▶ [Exercise]: Copy the items from the line containing "the <item>sandy seabed</item>?" through the end of the items, swapping "rings" for "loops" and leaving everything else as it is.

= = = = =

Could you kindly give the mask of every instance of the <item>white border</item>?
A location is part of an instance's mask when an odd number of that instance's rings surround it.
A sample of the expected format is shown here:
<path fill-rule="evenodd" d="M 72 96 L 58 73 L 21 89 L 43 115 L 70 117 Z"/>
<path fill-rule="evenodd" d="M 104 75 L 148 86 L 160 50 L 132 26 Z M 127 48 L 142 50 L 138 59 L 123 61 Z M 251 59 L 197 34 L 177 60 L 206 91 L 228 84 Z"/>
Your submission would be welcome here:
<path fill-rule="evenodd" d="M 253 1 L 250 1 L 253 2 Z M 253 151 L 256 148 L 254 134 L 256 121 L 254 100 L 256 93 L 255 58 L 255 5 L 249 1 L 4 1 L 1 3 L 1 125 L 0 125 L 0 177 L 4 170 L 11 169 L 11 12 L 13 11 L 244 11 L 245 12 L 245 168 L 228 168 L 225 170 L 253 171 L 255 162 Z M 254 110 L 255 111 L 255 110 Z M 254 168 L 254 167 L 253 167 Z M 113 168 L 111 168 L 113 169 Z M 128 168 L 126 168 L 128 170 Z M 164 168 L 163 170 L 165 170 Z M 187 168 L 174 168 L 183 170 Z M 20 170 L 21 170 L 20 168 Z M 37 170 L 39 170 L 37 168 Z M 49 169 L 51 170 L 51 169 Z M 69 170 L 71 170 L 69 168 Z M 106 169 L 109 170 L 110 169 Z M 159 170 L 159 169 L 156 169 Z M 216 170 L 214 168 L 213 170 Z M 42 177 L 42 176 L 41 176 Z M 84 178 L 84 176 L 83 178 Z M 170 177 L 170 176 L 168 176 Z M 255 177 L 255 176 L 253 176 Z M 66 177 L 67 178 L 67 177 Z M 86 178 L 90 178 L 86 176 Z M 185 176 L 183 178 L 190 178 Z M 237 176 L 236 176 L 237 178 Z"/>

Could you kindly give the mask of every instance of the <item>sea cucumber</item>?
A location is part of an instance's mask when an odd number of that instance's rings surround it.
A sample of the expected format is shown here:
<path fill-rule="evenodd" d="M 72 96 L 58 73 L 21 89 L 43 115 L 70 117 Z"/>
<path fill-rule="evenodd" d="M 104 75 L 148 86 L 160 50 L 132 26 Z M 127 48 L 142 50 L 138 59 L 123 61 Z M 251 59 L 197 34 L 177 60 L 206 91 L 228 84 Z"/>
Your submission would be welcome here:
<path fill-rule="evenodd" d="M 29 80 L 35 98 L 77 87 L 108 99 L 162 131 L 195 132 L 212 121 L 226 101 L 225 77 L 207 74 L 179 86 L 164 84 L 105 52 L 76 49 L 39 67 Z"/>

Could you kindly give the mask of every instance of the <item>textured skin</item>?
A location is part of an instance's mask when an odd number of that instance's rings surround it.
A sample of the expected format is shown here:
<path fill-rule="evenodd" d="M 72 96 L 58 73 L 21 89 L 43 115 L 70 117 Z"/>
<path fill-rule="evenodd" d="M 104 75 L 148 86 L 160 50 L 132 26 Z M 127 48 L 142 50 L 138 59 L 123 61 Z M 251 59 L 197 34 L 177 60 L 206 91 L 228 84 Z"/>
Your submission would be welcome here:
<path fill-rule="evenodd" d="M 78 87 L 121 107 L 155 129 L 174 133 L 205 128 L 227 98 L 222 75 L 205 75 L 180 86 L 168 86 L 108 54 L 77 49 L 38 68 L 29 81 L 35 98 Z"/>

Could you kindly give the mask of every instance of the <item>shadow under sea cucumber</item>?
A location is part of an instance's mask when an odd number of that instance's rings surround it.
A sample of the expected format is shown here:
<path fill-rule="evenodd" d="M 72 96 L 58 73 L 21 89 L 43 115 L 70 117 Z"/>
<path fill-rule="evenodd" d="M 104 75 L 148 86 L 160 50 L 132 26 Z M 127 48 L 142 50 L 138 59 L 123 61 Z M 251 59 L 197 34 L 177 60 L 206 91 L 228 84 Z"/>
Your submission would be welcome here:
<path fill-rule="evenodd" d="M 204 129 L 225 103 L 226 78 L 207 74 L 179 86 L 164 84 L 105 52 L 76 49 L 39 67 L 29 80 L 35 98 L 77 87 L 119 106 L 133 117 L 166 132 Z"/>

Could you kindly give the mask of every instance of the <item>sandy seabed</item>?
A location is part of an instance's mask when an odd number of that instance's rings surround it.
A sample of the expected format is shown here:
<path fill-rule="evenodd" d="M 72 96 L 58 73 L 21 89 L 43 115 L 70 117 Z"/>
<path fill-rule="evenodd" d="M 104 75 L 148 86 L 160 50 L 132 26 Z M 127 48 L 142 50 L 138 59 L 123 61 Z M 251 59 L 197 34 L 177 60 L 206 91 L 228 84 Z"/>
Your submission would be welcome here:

= = = = =

▶ [Solution for this problem]:
Could you kindly give the mask of every instance of the <item>sandy seabed</item>?
A location is part of an instance's mask when an odd number of that instance's loops surround it.
A sample of the expected format is shown here:
<path fill-rule="evenodd" d="M 72 96 L 58 73 L 21 89 L 43 115 L 70 117 Z"/>
<path fill-rule="evenodd" d="M 104 75 L 148 86 L 160 50 L 132 26 Z M 127 48 L 142 50 L 138 59 L 123 61 Z M 251 59 L 197 34 L 177 60 L 206 91 L 228 84 Z"/>
Your submission would be welcome here:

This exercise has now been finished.